TASK OBJECTIVE: Restate word for word each line of the data, starting at the one containing "Target: ceiling fan motor housing" and running through the last.

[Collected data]
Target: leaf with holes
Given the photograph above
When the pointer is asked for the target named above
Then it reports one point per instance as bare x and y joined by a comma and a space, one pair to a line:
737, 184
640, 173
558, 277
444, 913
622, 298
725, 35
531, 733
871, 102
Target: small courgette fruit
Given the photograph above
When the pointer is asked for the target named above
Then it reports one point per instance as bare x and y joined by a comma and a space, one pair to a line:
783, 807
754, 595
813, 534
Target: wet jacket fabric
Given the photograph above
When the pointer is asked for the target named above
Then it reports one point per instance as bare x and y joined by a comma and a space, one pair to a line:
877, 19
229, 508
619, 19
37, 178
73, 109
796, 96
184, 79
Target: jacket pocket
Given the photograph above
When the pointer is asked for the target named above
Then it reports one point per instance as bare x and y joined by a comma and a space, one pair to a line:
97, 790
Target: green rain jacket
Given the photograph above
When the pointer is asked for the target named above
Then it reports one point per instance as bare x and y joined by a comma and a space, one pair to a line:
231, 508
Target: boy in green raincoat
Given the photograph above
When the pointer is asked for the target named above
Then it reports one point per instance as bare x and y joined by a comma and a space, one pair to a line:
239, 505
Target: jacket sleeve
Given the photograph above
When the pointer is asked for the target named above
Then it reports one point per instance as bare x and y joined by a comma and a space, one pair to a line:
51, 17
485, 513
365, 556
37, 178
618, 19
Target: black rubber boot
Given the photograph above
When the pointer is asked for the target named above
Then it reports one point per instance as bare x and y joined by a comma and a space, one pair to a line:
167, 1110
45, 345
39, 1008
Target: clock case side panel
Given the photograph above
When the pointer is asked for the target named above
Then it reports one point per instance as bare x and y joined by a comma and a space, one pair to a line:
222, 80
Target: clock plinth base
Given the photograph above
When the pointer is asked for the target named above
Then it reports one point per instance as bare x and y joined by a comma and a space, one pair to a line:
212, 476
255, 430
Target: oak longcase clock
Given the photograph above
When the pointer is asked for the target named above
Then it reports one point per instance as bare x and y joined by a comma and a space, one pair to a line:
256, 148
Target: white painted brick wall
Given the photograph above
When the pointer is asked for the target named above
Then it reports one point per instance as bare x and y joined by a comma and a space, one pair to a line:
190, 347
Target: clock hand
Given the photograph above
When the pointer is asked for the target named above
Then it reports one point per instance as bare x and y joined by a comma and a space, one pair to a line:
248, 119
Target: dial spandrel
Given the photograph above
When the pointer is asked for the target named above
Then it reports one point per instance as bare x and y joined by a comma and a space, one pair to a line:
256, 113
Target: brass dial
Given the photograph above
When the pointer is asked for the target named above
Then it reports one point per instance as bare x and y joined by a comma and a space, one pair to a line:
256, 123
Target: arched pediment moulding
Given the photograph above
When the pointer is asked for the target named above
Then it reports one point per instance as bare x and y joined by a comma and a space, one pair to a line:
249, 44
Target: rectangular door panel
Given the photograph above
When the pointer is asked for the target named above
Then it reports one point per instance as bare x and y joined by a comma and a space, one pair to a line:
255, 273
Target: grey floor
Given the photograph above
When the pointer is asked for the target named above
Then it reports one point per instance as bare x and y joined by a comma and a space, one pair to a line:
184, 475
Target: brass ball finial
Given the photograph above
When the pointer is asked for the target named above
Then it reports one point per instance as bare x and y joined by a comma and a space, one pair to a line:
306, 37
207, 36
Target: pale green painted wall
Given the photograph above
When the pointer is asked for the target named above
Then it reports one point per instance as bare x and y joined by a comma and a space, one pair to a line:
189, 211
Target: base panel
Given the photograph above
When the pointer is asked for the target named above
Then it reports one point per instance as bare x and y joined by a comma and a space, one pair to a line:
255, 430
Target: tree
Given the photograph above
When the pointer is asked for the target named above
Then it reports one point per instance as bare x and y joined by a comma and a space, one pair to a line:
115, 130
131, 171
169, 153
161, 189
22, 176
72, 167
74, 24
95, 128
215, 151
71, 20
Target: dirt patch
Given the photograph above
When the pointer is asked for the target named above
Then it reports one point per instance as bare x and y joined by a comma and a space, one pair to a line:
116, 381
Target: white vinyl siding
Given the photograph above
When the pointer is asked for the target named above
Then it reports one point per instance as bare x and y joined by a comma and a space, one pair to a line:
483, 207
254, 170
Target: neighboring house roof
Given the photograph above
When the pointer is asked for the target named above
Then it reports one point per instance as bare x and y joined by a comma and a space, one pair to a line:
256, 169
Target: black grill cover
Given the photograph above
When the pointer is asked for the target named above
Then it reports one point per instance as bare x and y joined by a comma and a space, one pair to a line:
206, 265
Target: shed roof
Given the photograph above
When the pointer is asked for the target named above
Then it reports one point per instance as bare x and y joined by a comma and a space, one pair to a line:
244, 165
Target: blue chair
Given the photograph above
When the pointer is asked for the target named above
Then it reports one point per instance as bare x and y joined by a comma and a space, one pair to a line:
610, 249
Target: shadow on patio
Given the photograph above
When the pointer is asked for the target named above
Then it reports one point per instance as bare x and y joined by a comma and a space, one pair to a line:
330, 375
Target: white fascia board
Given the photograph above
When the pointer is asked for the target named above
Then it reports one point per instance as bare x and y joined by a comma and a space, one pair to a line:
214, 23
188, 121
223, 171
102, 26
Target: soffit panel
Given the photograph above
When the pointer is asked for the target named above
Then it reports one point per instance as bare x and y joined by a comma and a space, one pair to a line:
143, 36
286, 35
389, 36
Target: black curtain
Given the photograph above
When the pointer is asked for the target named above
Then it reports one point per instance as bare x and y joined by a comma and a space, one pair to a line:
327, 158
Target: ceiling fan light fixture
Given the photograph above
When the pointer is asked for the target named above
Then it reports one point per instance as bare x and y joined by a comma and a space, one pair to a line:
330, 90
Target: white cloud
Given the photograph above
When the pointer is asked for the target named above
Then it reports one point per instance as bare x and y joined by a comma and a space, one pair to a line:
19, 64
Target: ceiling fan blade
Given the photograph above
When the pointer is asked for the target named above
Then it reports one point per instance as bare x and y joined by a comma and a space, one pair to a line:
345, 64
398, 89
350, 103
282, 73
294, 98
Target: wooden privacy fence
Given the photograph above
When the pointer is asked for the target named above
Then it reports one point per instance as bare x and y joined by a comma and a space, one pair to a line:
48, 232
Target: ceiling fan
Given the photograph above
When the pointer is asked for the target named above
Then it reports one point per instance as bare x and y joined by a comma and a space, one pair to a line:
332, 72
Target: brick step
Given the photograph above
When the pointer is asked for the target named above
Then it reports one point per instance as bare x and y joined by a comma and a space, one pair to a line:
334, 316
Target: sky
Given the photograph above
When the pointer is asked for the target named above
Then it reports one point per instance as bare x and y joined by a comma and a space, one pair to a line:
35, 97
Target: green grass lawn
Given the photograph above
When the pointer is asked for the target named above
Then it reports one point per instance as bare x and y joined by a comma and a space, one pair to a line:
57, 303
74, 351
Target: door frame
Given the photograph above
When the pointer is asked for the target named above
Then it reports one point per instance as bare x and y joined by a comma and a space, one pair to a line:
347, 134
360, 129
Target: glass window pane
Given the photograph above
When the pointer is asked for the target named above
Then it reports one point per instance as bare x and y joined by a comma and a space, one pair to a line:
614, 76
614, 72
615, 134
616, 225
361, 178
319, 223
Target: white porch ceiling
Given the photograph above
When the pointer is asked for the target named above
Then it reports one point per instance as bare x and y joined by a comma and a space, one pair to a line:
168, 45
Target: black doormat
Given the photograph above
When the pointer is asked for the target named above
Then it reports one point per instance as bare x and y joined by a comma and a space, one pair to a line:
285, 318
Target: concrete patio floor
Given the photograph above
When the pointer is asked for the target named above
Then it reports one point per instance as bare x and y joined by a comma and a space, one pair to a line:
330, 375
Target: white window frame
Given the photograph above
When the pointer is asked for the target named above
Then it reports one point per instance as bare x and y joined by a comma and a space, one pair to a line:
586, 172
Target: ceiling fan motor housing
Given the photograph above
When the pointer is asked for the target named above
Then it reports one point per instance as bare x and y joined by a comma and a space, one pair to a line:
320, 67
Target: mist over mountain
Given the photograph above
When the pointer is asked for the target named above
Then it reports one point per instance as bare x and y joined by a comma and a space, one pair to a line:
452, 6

RESULT FOR THIS TASK:
Target: ceiling fan motor housing
Given the photograph above
When the pointer is asked for the target named above
Then it reports one point per instance as bare x and y joined by a comma and a space, one pair to a line:
320, 67
Target: mist over mountain
Given the photograph above
When the pointer is asked for the target named above
Then it reports one point per instance as bare x and y joined by a comma and a space, one pair to a line:
452, 6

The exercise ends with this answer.